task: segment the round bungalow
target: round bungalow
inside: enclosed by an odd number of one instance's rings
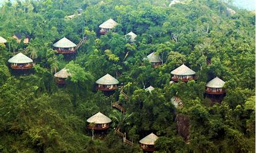
[[[193,80],[196,80],[196,72],[184,64],[170,72],[173,76],[172,80],[178,81],[181,80],[183,82],[188,82]]]
[[[87,126],[87,128],[93,129],[94,130],[102,130],[110,128],[110,122],[112,120],[105,115],[99,112],[98,113],[88,118],[87,121],[89,123],[89,124]]]
[[[117,89],[118,80],[109,74],[106,74],[96,82],[96,89],[102,91],[111,91]]]
[[[158,137],[152,133],[140,140],[139,142],[141,144],[141,146],[142,150],[145,151],[155,151],[155,142],[157,139],[158,139]]]
[[[59,54],[72,54],[75,53],[76,45],[64,37],[53,44],[53,47]]]
[[[149,92],[151,93],[151,92],[154,90],[155,89],[155,88],[154,88],[153,87],[150,86],[149,86],[148,87],[146,88],[146,89],[145,89],[145,90],[147,91],[148,91]]]
[[[225,90],[223,88],[225,82],[218,76],[210,81],[205,86],[205,93],[210,94],[223,94]]]
[[[57,83],[58,84],[66,84],[66,79],[70,76],[71,74],[68,72],[68,70],[66,68],[62,68],[54,74],[54,77],[56,79]]]
[[[129,41],[131,43],[134,43],[136,41],[135,38],[137,37],[137,35],[132,31],[126,34],[125,36],[129,38]]]
[[[112,18],[110,18],[106,21],[104,22],[101,24],[99,25],[99,28],[100,28],[99,33],[101,34],[105,34],[108,33],[110,30],[113,29],[117,26],[118,23]]]
[[[0,43],[5,43],[7,42],[7,40],[6,40],[6,39],[0,36]]]
[[[33,60],[19,53],[8,60],[11,64],[11,68],[14,69],[31,69],[34,66]]]
[[[154,68],[162,65],[162,60],[155,52],[152,53],[146,58]]]

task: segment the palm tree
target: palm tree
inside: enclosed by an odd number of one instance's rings
[[[110,115],[113,120],[114,125],[117,125],[119,128],[122,132],[122,130],[124,129],[125,126],[130,124],[129,119],[133,115],[133,113],[131,114],[126,113],[121,113],[117,110],[114,110],[113,114]]]

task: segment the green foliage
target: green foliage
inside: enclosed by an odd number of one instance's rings
[[[159,136],[156,152],[254,152],[254,12],[218,0],[170,7],[163,0],[24,1],[0,8],[0,36],[8,40],[0,44],[0,152],[140,152],[138,141],[152,132]],[[227,16],[227,8],[236,13]],[[80,15],[65,19],[79,8]],[[99,25],[110,18],[119,25],[100,35]],[[131,31],[137,35],[132,44],[125,36]],[[15,33],[29,35],[30,42],[18,43]],[[75,55],[52,48],[63,37],[84,40]],[[33,69],[8,67],[20,52],[36,64]],[[144,60],[152,52],[163,61],[156,68]],[[170,72],[183,63],[197,80],[170,85]],[[53,75],[64,67],[72,75],[57,86]],[[95,91],[107,73],[123,93]],[[205,85],[216,76],[225,81],[226,94],[212,104]],[[144,90],[151,85],[151,93]],[[182,107],[175,108],[174,96]],[[117,101],[125,114],[113,111]],[[113,122],[106,136],[94,133],[92,141],[86,119],[99,111]],[[179,114],[189,120],[189,143],[179,136]],[[116,125],[133,147],[115,134]]]

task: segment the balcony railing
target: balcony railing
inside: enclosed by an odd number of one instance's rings
[[[33,64],[24,64],[23,65],[11,65],[11,68],[13,69],[28,69],[33,67]]]
[[[141,145],[141,148],[143,151],[151,151],[153,152],[154,151],[156,151],[156,148],[155,147],[146,147],[146,146],[143,146]]]
[[[61,49],[56,49],[57,50],[57,53],[58,54],[73,54],[75,53],[76,51],[75,50],[61,50]]]
[[[225,89],[222,89],[221,91],[214,91],[212,90],[206,89],[205,93],[211,94],[223,94],[226,92]]]
[[[66,80],[65,79],[57,78],[56,79],[56,82],[58,84],[66,84]]]
[[[117,89],[117,86],[114,86],[113,87],[99,87],[96,86],[95,87],[96,90],[102,90],[102,91],[112,91],[115,90]]]
[[[104,30],[100,30],[99,31],[99,33],[100,33],[100,34],[105,34],[106,33],[108,33],[108,31],[104,31]]]
[[[188,78],[180,78],[176,77],[176,76],[172,77],[172,80],[173,81],[175,81],[175,82],[177,82],[179,80],[181,80],[181,81],[183,81],[183,82],[188,82],[188,81],[191,81],[193,80],[196,80],[197,79],[197,78],[196,76],[190,77]]]
[[[95,126],[90,126],[90,125],[88,125],[87,126],[87,128],[88,128],[89,129],[93,129],[93,130],[106,130],[109,128],[110,128],[110,125],[109,124],[107,124],[106,126],[103,126],[103,124],[101,125],[99,125],[99,126],[96,126],[96,125],[95,125]]]

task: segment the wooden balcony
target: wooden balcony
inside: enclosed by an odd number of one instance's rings
[[[23,65],[14,65],[13,64],[11,65],[11,68],[13,69],[31,69],[34,64],[24,64]]]
[[[75,50],[61,50],[61,49],[56,49],[58,54],[74,54],[76,53]]]
[[[66,79],[60,79],[60,78],[56,78],[56,82],[58,84],[65,85],[65,84],[66,84]]]
[[[152,63],[152,66],[154,68],[158,67],[162,65],[162,63]]]
[[[112,88],[110,87],[99,87],[98,85],[96,85],[95,87],[95,89],[101,91],[113,91],[116,90],[117,89],[117,86],[114,86]]]
[[[221,91],[214,91],[212,90],[205,89],[205,93],[210,94],[223,94],[226,93],[225,89],[222,89]]]
[[[104,35],[108,33],[108,31],[104,30],[100,30],[99,33],[102,35]]]
[[[175,77],[175,76],[173,76],[172,77],[172,80],[174,81],[174,82],[178,82],[179,80],[181,80],[182,82],[188,82],[189,81],[191,80],[196,80],[197,79],[197,77],[196,76],[193,76],[191,78],[180,78],[179,77]]]
[[[107,130],[108,129],[110,128],[110,124],[107,124],[106,126],[104,126],[103,125],[100,125],[100,126],[90,126],[88,125],[87,128],[89,129],[93,129],[93,130]]]
[[[154,147],[145,147],[145,146],[143,146],[142,145],[141,145],[141,148],[144,151],[153,152],[153,151],[156,151],[156,148]]]

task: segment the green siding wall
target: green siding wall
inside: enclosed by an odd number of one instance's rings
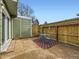
[[[13,38],[31,37],[32,20],[24,18],[13,19]]]
[[[0,5],[0,47],[2,43],[2,12],[1,12],[1,5]]]
[[[13,20],[13,37],[20,36],[20,20]]]

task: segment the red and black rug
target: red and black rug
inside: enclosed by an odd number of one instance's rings
[[[57,41],[55,40],[40,40],[40,39],[35,39],[33,40],[39,47],[43,49],[48,49],[51,48],[52,46],[55,46]]]

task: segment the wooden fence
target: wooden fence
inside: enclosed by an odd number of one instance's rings
[[[40,25],[40,32],[59,42],[79,46],[79,18]]]

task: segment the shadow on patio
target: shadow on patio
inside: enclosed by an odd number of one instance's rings
[[[33,40],[26,38],[12,40],[7,52],[1,54],[2,59],[79,59],[79,48],[61,44],[49,49],[42,49]]]

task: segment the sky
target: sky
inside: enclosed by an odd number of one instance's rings
[[[78,17],[79,0],[21,0],[31,6],[40,24]]]

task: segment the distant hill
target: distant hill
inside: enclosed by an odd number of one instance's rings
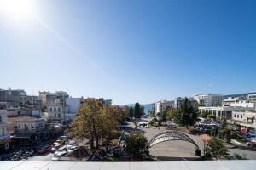
[[[135,104],[128,104],[128,105],[127,105],[129,107],[134,107]],[[142,105],[143,106],[144,106],[144,113],[146,115],[148,115],[148,110],[153,109],[154,107],[154,103],[153,104],[145,104],[145,105]]]
[[[224,95],[224,98],[237,98],[237,97],[247,97],[248,94],[256,94],[256,92],[250,92],[250,93],[245,93],[245,94],[229,94],[229,95]]]

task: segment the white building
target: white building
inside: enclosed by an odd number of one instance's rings
[[[236,108],[236,110],[238,109]],[[198,110],[200,113],[210,112],[212,115],[215,115],[216,119],[218,119],[219,117],[231,118],[232,111],[235,110],[235,108],[229,106],[199,107]],[[244,110],[244,108],[240,108],[240,110]]]
[[[44,129],[44,118],[33,118],[26,117],[26,119],[16,121],[16,131],[42,131]]]
[[[167,107],[173,107],[174,101],[160,100],[155,103],[155,114],[162,113]]]
[[[66,117],[68,120],[73,120],[78,114],[78,109],[82,103],[82,98],[67,98],[66,105]]]
[[[248,95],[249,102],[256,102],[256,94]]]
[[[0,152],[9,149],[9,134],[7,133],[7,103],[0,102]]]
[[[233,111],[232,120],[253,123],[256,118],[256,111]]]
[[[221,105],[223,96],[213,94],[199,94],[194,95],[194,99],[198,102],[200,105],[211,107]]]
[[[249,100],[241,100],[239,98],[229,98],[224,99],[222,105],[230,107],[243,107],[246,110],[255,110],[256,109],[256,103]]]
[[[175,98],[174,107],[180,108],[182,106],[182,105],[184,103],[184,99],[185,99],[185,98],[182,98],[182,97]],[[190,101],[190,103],[194,108],[198,107],[198,103],[195,99],[194,99],[193,98],[188,98],[188,99]]]

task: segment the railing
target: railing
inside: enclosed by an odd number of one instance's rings
[[[10,138],[9,134],[4,134],[3,136],[0,136],[0,140],[8,139]]]

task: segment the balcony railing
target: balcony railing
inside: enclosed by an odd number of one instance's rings
[[[0,140],[8,139],[9,138],[10,138],[9,134],[4,134],[4,135],[0,136]]]

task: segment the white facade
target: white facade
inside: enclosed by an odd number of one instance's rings
[[[219,106],[221,105],[223,96],[213,94],[199,94],[194,95],[194,99],[198,102],[199,105],[211,107]]]
[[[250,102],[248,100],[240,100],[239,98],[229,98],[227,99],[223,100],[223,106],[230,106],[230,107],[243,107],[246,110],[255,110],[256,103]]]
[[[44,119],[27,118],[16,121],[17,131],[41,131],[44,129]]]
[[[161,100],[155,103],[155,114],[162,113],[167,107],[173,107],[174,101]]]
[[[67,98],[66,118],[73,120],[78,114],[78,109],[82,103],[82,98]]]
[[[9,148],[9,134],[7,133],[7,105],[1,104],[0,107],[0,150]]]
[[[249,102],[256,102],[256,94],[248,95]]]
[[[232,120],[244,122],[254,122],[256,118],[255,111],[233,111]]]
[[[66,105],[67,105],[67,112],[77,113],[77,110],[81,105],[81,98],[67,98]]]

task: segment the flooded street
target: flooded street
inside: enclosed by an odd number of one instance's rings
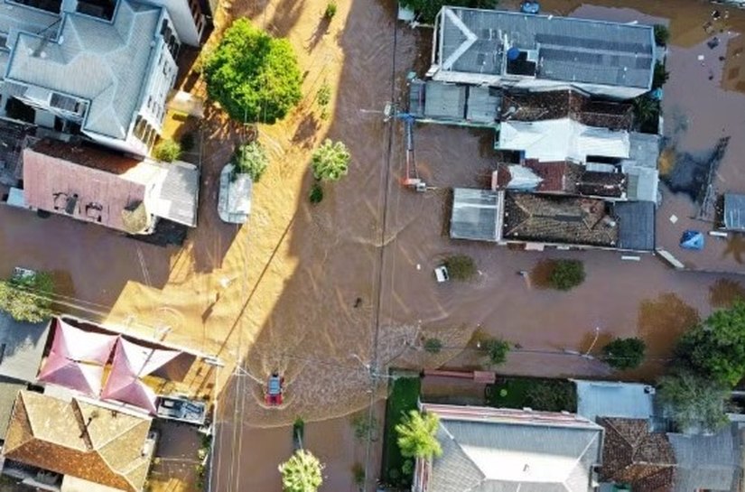
[[[259,126],[272,164],[254,188],[252,215],[244,227],[219,221],[215,183],[246,130],[212,107],[202,124],[199,227],[181,250],[61,217],[41,219],[0,208],[0,274],[9,274],[15,265],[51,270],[66,311],[146,336],[157,332],[167,342],[227,362],[219,375],[219,385],[228,391],[219,427],[224,452],[214,476],[217,490],[237,491],[247,485],[278,489],[276,464],[292,452],[287,425],[297,416],[311,422],[308,447],[329,463],[323,490],[352,490],[349,469],[363,458],[345,415],[369,404],[367,365],[372,362],[380,370],[477,365],[479,354],[466,348],[480,330],[519,348],[500,368],[505,373],[617,377],[582,356],[597,355],[612,337],[640,336],[649,348],[649,361],[623,376],[651,379],[663,369],[680,333],[742,292],[736,276],[677,272],[652,255],[629,262],[604,251],[521,252],[451,240],[450,189],[487,186],[494,166],[493,134],[417,125],[417,167],[432,189],[414,193],[400,186],[404,127],[385,123],[382,110],[388,102],[404,100],[409,70],[426,68],[429,52],[424,47],[431,32],[403,25],[396,31],[392,0],[340,1],[331,23],[321,18],[325,5],[236,0],[217,15],[217,32],[229,18],[248,15],[287,36],[305,73],[300,107],[284,122]],[[548,12],[563,14],[580,5],[544,3]],[[668,57],[672,75],[664,102],[671,153],[705,156],[720,138],[731,136],[715,186],[745,191],[737,162],[745,154],[745,95],[719,88],[729,62],[719,57],[733,53],[727,42],[738,38],[725,32],[720,46],[705,45],[709,36],[702,24],[712,11],[707,3],[625,5],[655,19],[672,15],[675,45]],[[650,19],[629,9],[590,6],[577,14]],[[732,12],[726,22],[733,32],[745,27],[745,14]],[[707,68],[701,66],[700,54]],[[315,102],[324,82],[334,88],[325,118]],[[738,85],[731,79],[727,84]],[[203,90],[200,82],[194,90]],[[326,137],[345,142],[352,163],[349,175],[326,185],[323,201],[312,206],[310,153]],[[720,245],[710,237],[711,250],[684,256],[677,242],[684,228],[701,224],[691,218],[695,205],[684,192],[661,188],[658,245],[703,269],[721,269],[704,268],[705,258],[724,262],[730,270],[745,260],[742,245]],[[675,224],[671,215],[677,217]],[[475,281],[435,282],[433,268],[453,253],[476,260]],[[584,283],[573,291],[542,289],[517,274],[533,271],[542,260],[563,257],[582,260],[587,272]],[[441,339],[445,349],[426,354],[421,348],[425,337]],[[235,376],[238,360],[243,370]],[[262,385],[274,370],[286,380],[282,408],[263,403]],[[376,391],[384,395],[380,387]],[[382,416],[379,405],[376,415]],[[332,418],[337,419],[312,423]]]

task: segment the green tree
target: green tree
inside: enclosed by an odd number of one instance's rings
[[[163,162],[172,162],[182,155],[182,145],[170,138],[161,140],[153,149],[153,157]]]
[[[402,5],[418,14],[419,21],[425,23],[433,23],[434,17],[444,5],[490,9],[498,3],[498,0],[401,0]]]
[[[652,88],[659,88],[670,79],[670,72],[665,70],[665,64],[661,61],[655,63],[655,72],[652,75]]]
[[[231,118],[275,123],[300,102],[302,77],[290,42],[238,19],[204,62],[207,93]]]
[[[716,311],[685,332],[676,356],[698,374],[730,386],[737,385],[745,376],[745,302]]]
[[[398,434],[398,448],[405,458],[423,458],[429,460],[442,454],[442,448],[437,441],[440,417],[435,413],[423,413],[411,410],[401,423],[396,426]]]
[[[453,280],[465,282],[476,275],[476,262],[467,255],[453,255],[442,263],[448,269],[448,275]]]
[[[509,343],[500,339],[489,339],[481,342],[483,348],[489,357],[490,366],[504,364],[507,355],[509,353]]]
[[[313,151],[311,166],[316,180],[336,181],[347,175],[351,155],[343,142],[326,139]]]
[[[668,41],[670,41],[670,31],[667,26],[661,23],[655,24],[655,43],[658,46],[667,46]]]
[[[51,276],[46,272],[0,281],[0,311],[16,321],[40,323],[51,318],[53,290]]]
[[[729,391],[723,385],[690,371],[664,376],[659,384],[659,401],[679,430],[713,432],[727,422]]]
[[[644,362],[647,346],[637,338],[616,339],[602,348],[605,361],[616,369],[633,369]]]
[[[248,174],[252,181],[258,182],[269,165],[269,157],[261,144],[255,141],[238,147],[232,163],[234,174]]]
[[[424,350],[430,354],[439,354],[442,350],[442,340],[434,337],[425,339]]]
[[[580,260],[556,260],[548,278],[549,284],[560,291],[569,291],[584,282],[584,265]]]
[[[279,466],[284,492],[316,492],[323,483],[323,465],[310,451],[298,450]]]

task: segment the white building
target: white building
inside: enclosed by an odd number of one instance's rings
[[[651,26],[446,6],[428,76],[629,99],[651,88],[655,50]]]
[[[191,4],[0,0],[0,116],[14,116],[17,99],[40,126],[146,155],[180,45],[198,45],[204,29],[199,0]]]

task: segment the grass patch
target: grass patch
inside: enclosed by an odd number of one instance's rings
[[[577,411],[577,391],[566,379],[505,377],[487,386],[486,401],[498,408]]]
[[[416,409],[422,382],[419,377],[400,377],[391,383],[386,404],[386,429],[383,435],[383,479],[394,486],[411,486],[411,476],[402,472],[406,460],[401,456],[396,442],[396,426],[404,415]]]

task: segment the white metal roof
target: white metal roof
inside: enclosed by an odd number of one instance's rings
[[[586,126],[570,118],[524,122],[505,121],[499,148],[524,151],[526,159],[542,162],[577,161],[588,155],[627,159],[629,132]]]

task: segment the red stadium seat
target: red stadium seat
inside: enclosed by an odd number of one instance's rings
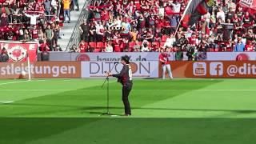
[[[129,43],[129,48],[134,48],[135,44],[136,44],[135,42],[130,42]]]
[[[102,52],[102,49],[101,48],[96,48],[94,49],[94,52]]]
[[[163,35],[163,36],[162,37],[161,42],[166,42],[167,38],[168,38],[167,35]]]
[[[215,52],[218,52],[219,49],[218,48],[215,48]]]
[[[154,42],[152,43],[152,46],[158,48],[158,47],[160,47],[160,43],[158,42]]]
[[[96,48],[102,48],[102,47],[104,47],[103,42],[97,42]]]
[[[160,47],[162,47],[163,46],[165,46],[165,43],[166,42],[160,42]]]
[[[90,42],[89,45],[90,45],[91,47],[96,49],[96,42]]]
[[[121,52],[120,46],[119,45],[114,45],[114,52]]]
[[[210,48],[210,49],[209,49],[209,51],[210,51],[210,52],[214,52],[214,48]]]

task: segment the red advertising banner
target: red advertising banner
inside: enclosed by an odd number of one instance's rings
[[[0,49],[6,49],[9,62],[26,62],[28,55],[30,62],[36,62],[38,46],[37,42],[0,41]]]
[[[81,78],[80,62],[0,62],[0,79],[28,78],[29,70],[32,78]],[[22,73],[26,75],[22,76]]]
[[[174,78],[256,78],[256,61],[170,62],[170,64]]]

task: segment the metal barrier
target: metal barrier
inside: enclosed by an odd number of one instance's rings
[[[69,48],[71,47],[74,44],[75,44],[76,46],[78,47],[79,42],[81,41],[81,33],[80,33],[79,26],[82,24],[82,21],[88,18],[89,13],[88,13],[88,10],[86,10],[86,7],[88,4],[90,4],[91,1],[92,0],[86,0],[85,5],[83,6],[82,12],[79,15],[79,18],[71,34],[70,40],[67,46],[66,47],[66,51],[67,51]]]

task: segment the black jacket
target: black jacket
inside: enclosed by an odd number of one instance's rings
[[[9,56],[7,54],[0,54],[0,62],[6,62],[9,60]]]
[[[132,71],[129,64],[124,65],[121,72],[118,74],[113,74],[113,77],[118,78],[118,82],[122,85],[132,83]]]

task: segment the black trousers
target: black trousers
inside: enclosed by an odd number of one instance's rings
[[[129,102],[129,94],[132,89],[133,84],[129,83],[122,86],[122,102],[123,105],[125,106],[125,114],[131,114],[130,111],[130,106]]]

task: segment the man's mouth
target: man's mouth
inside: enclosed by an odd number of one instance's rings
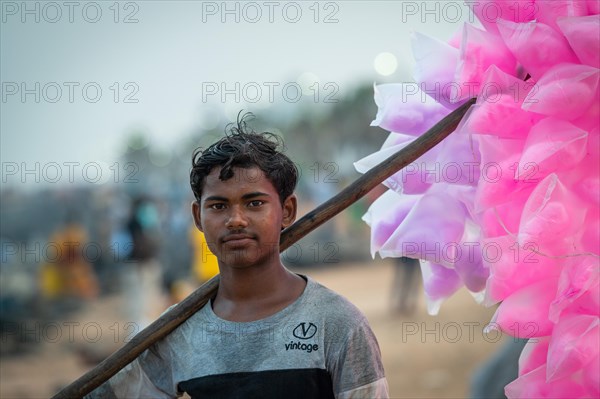
[[[244,245],[254,240],[254,236],[245,233],[228,234],[223,237],[223,243],[228,245]]]

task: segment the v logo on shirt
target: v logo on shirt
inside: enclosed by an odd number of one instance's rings
[[[294,331],[292,331],[294,337],[298,339],[311,339],[316,333],[317,326],[315,326],[313,323],[308,323],[307,326],[305,322],[298,324],[296,328],[294,328]]]

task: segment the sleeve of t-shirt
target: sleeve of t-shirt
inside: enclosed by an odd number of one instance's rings
[[[331,378],[337,399],[388,398],[379,344],[363,319],[341,342]]]
[[[173,383],[166,353],[165,348],[160,348],[157,344],[151,346],[85,398],[162,399],[180,396]]]

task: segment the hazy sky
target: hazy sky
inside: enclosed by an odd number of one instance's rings
[[[410,32],[446,40],[471,19],[462,1],[1,5],[8,184],[15,166],[35,162],[111,164],[138,127],[170,148],[241,108],[327,107],[359,83],[411,81]],[[389,76],[374,67],[386,52],[398,64]],[[380,72],[394,70],[391,61],[381,58]]]

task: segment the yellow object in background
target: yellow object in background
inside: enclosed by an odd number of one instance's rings
[[[219,274],[217,257],[210,251],[204,238],[204,233],[195,226],[191,227],[190,240],[194,255],[192,258],[192,273],[201,284]]]
[[[54,299],[64,292],[63,278],[58,265],[44,263],[40,268],[40,289],[46,299]]]

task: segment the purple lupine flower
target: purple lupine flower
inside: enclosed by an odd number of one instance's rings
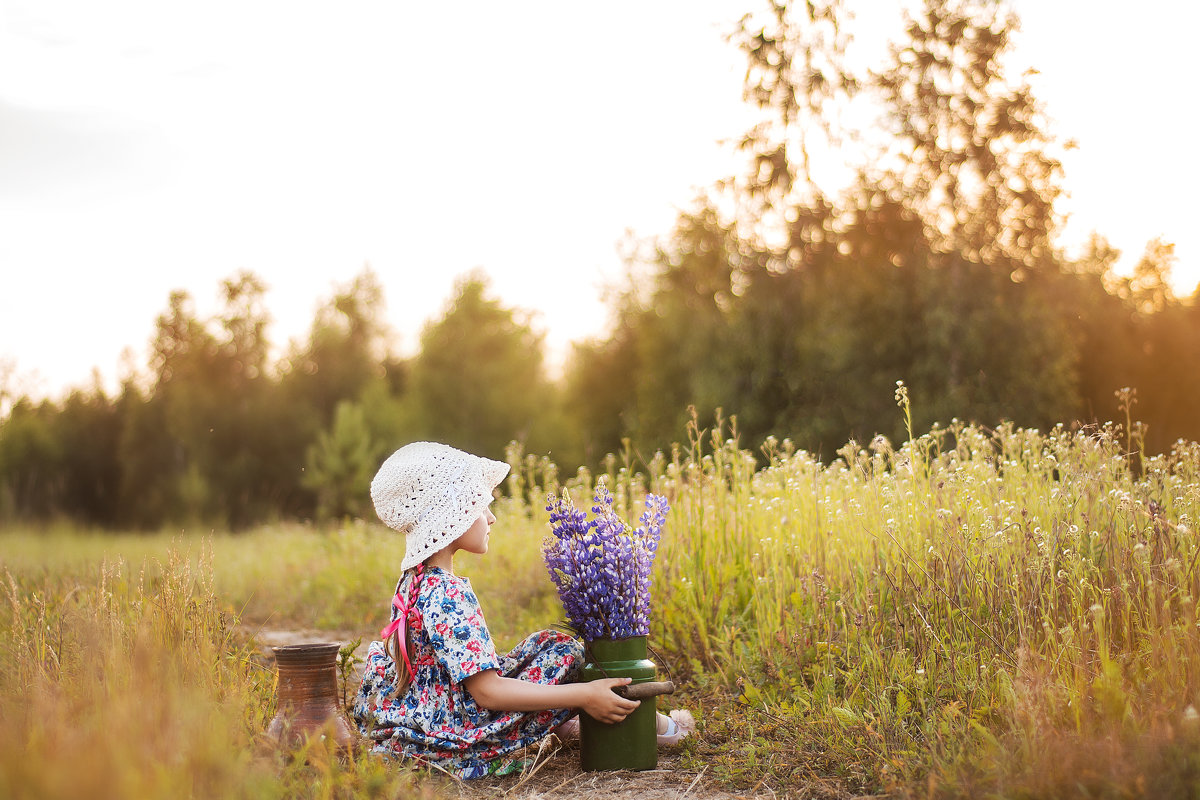
[[[650,571],[670,510],[666,498],[646,497],[636,529],[613,511],[604,483],[590,519],[565,492],[551,495],[546,510],[553,536],[542,542],[542,555],[570,625],[589,642],[649,633]]]

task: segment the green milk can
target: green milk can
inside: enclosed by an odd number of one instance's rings
[[[581,680],[632,678],[618,693],[641,700],[637,710],[616,724],[580,712],[580,765],[595,770],[650,770],[659,763],[655,698],[674,691],[655,681],[654,662],[646,657],[646,637],[595,639],[588,643]]]

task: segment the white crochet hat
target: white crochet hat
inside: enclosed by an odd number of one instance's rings
[[[434,441],[394,452],[371,481],[371,501],[384,524],[407,537],[401,571],[466,534],[508,474],[503,462]]]

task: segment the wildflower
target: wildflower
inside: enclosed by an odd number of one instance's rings
[[[571,626],[589,642],[649,633],[650,567],[666,523],[666,498],[647,495],[636,529],[613,511],[602,483],[590,519],[565,492],[551,495],[546,509],[553,535],[542,542],[542,555]]]

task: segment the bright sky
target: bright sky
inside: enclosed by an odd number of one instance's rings
[[[852,4],[863,50],[899,4]],[[625,231],[667,231],[732,169],[720,140],[749,116],[724,34],[757,5],[0,0],[0,362],[37,393],[112,385],[173,289],[206,315],[242,269],[282,347],[366,264],[400,351],[482,267],[557,360],[602,333]],[[1132,266],[1165,236],[1190,293],[1196,6],[1016,7],[1080,143],[1068,240],[1097,229]]]

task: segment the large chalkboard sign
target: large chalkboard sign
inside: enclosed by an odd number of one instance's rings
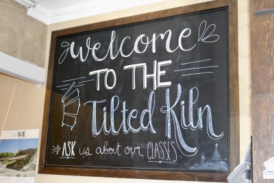
[[[238,153],[229,8],[54,32],[40,171],[229,173]]]

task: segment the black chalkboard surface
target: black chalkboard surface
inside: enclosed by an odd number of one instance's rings
[[[58,36],[45,165],[228,173],[228,10]]]

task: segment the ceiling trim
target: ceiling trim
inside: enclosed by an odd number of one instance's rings
[[[27,14],[46,25],[50,25],[165,1],[104,0],[102,3],[101,0],[94,0],[54,10],[43,8],[38,1],[35,7],[27,9]]]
=-=-=
* [WHAT THIS TASK INVOLVES]
Reproduce the records verbatim, beginning at the line that contains "task: segment the white metal roof" and stopping after the line that contains "[[[174,78],[256,78],[256,61],[170,62],[170,64]]]", with both of those lines included. Omit the pictures from your reproduction.

* [EXERCISE OUTPUT]
task: segment the white metal roof
target: white metal roof
inside: enclosed by an odd number of one instance's rings
[[[586,126],[570,118],[524,122],[505,121],[499,148],[524,151],[526,159],[542,162],[577,161],[588,155],[627,159],[629,132]]]

task: segment the red stadium seat
target: red stadium seat
inside: enclosed by an odd number of one instance's rings
[[[129,43],[129,48],[134,48],[135,44],[136,44],[135,42],[130,42]]]
[[[102,52],[102,49],[101,48],[96,48],[94,49],[94,52]]]
[[[163,35],[163,36],[162,37],[161,42],[166,42],[167,38],[168,38],[167,35]]]
[[[215,52],[218,52],[219,49],[218,48],[215,48]]]
[[[154,42],[152,43],[152,46],[158,48],[158,47],[160,47],[160,43],[158,42]]]
[[[96,48],[102,48],[102,47],[104,47],[103,42],[97,42]]]
[[[160,47],[162,47],[163,46],[165,46],[165,43],[166,42],[160,42]]]
[[[90,42],[89,45],[90,45],[91,47],[96,49],[96,42]]]
[[[121,52],[120,46],[119,45],[114,45],[114,52]]]
[[[210,48],[210,49],[209,49],[209,51],[210,51],[210,52],[214,52],[214,48]]]

task: segment the red advertising banner
target: red advertising banner
inside: enclosed by an odd number of one instance's rings
[[[0,49],[6,49],[9,62],[26,62],[28,55],[30,62],[36,62],[38,46],[37,42],[0,41]]]
[[[81,78],[80,62],[0,62],[0,79],[28,78],[29,70],[32,78]],[[22,73],[26,75],[22,76]]]
[[[174,78],[256,78],[256,61],[170,62],[170,64]]]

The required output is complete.